#### EXCERPT:
•••••

Robert Orth as Simon Powers in the Dallas Opera's Death and the Powers. Photo by Karen Almond for TDO.

Review: Dallas Opera’s Futuristic Death and the Powers Faces Life’s Oldest Questions

How to become a billionaire robot, in several not-so-simple steps.

Just about the two oldest questions human beings face are the meaning of life and the meaning of death. Tod Machover’s opera Death and the Powers, which premiered in Monaco in 2014, blasts those issues into the digital age in a production by the Dallas Opera at Winspear Opera House through Sunday.

Renowned American poet Robert Pinsky provided the sci-fi text, set in a world in which humans have turned the world over to robots; the drama opens with robots preparing to perform a ritual commemorating the transformation of a human family into “the system,” or post-biological existence. Rather than the ritual, the audience witnesses the events themselves, in which the family, including the billionaire magnate Simon Powers (baritone Robert Orth), his third wife Evvy (mezzo-soprano Patricia Risley), his daughter Miranda (soprano Joélle Harvey) and his adopted son Nicholas (tenor Hal Cazalet), face the shift to non-biological existence with varying degrees of enthusiasm and reluctance.

The often pun-driven, occasionally humorous but generously reflective text (with generous appropriations from Yeats) gradually shifts its focus from Simon’s desire to live forever in the form of artificial intelligence to resistance to that plan from the aptly named Miranda (see Shakespeare’s The Tempest). Ultimately, as presented here, absorption into “the system” is yet another—albeit new and original—metaphorical representation of death and the possibility of immortality humans have dreamed and invented through the ages.

•••••

#### Items listed in a dataset:
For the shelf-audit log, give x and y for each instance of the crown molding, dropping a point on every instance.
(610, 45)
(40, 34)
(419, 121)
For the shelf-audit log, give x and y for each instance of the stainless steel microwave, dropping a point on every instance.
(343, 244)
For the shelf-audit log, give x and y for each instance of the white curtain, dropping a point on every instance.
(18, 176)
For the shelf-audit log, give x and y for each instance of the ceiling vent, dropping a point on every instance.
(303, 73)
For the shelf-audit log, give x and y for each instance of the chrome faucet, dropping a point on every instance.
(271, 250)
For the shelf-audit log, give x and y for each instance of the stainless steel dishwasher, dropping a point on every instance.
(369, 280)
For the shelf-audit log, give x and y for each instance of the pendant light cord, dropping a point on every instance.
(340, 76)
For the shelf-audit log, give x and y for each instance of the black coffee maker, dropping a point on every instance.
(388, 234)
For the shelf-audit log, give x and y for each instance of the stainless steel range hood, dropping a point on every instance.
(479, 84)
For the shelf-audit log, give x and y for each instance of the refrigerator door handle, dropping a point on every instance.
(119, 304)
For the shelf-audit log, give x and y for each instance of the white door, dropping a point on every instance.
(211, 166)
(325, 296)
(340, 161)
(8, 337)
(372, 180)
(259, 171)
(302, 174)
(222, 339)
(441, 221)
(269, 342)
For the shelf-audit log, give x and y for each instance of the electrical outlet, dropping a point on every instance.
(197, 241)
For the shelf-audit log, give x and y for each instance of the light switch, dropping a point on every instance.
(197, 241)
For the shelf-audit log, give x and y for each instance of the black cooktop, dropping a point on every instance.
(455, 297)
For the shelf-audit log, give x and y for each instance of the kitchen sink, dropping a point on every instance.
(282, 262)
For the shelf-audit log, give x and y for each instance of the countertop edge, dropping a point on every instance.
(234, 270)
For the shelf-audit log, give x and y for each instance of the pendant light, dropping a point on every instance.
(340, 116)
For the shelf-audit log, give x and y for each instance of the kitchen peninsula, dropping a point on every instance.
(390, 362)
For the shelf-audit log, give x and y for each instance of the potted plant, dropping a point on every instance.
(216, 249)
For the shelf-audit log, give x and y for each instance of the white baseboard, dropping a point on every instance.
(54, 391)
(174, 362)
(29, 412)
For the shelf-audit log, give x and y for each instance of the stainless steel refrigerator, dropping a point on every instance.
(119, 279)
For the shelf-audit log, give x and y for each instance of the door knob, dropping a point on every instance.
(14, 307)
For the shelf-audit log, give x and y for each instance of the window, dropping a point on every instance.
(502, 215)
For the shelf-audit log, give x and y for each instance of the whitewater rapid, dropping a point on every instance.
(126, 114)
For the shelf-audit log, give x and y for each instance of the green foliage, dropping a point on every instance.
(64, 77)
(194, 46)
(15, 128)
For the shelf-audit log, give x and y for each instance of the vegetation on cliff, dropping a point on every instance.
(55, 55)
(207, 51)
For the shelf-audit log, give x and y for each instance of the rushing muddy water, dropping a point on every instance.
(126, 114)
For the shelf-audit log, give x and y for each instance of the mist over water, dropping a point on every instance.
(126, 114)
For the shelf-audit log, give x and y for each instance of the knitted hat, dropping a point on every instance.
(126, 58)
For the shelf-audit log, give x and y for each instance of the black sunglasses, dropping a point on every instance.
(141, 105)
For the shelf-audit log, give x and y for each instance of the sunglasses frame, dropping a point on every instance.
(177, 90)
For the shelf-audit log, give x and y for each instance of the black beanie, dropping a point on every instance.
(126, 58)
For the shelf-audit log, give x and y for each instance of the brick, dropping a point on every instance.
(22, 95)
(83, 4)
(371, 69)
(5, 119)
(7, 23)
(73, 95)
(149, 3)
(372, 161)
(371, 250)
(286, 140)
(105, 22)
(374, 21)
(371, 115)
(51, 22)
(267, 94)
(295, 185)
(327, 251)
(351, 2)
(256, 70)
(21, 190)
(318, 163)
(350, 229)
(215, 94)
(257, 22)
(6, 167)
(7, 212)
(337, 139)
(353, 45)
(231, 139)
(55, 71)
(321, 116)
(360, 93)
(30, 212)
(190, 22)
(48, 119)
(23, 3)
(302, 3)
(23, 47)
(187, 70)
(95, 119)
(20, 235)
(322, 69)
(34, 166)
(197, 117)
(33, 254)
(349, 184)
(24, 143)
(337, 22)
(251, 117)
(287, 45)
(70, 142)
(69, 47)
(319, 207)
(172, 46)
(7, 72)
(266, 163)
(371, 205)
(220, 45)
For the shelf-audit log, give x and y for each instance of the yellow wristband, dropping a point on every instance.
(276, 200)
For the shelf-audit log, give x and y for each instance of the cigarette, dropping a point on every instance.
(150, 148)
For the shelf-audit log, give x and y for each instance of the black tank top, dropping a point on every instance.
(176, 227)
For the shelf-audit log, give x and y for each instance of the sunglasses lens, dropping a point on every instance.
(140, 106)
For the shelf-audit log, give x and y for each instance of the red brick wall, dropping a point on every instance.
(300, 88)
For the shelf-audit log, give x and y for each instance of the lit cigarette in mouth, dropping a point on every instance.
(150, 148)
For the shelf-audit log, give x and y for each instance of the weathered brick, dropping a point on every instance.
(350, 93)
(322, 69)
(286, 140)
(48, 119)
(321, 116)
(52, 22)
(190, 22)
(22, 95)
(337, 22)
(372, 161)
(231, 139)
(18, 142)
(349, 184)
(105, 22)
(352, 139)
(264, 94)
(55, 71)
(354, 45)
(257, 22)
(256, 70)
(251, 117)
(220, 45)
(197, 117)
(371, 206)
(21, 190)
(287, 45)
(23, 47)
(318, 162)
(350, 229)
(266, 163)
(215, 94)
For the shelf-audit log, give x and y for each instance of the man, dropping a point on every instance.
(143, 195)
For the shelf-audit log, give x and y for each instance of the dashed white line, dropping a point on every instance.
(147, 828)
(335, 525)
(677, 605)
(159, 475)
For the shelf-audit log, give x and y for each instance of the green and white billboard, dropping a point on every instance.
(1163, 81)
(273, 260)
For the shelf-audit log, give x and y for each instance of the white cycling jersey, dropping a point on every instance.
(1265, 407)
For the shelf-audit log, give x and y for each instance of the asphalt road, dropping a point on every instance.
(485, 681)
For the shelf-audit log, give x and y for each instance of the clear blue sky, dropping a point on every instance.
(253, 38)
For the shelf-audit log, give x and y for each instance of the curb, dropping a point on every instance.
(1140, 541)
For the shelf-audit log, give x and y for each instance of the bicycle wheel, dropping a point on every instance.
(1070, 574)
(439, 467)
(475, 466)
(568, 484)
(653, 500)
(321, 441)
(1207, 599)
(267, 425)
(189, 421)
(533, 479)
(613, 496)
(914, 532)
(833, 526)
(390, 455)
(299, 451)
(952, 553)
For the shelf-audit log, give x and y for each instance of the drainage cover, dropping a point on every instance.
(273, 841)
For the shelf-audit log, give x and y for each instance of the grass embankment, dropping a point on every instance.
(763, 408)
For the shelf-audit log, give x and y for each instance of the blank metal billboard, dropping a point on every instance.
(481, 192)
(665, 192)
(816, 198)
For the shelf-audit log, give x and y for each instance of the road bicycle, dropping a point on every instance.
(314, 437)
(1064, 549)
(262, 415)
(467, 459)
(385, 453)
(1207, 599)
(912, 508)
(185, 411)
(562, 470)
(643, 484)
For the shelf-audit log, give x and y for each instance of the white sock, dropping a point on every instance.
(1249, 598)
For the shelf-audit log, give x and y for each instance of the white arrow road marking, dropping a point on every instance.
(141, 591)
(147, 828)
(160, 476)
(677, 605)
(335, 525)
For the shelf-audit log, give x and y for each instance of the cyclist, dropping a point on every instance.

•••••

#### ASSIGNED TASK:
Please rewrite the part of the opera review that begins at the words "Just about the" and stops after "House through Sunday.", replacing "Monaco" with "Paris".

#### WRITTEN RESPONSE:
Just about the two oldest questions human beings face are the meaning of life and the meaning of death. Tod Machover’s opera Death and the Powers, which premiered in Paris in 2014, blasts those issues into the digital age in a production by the Dallas Opera at Winspear Opera House through Sunday.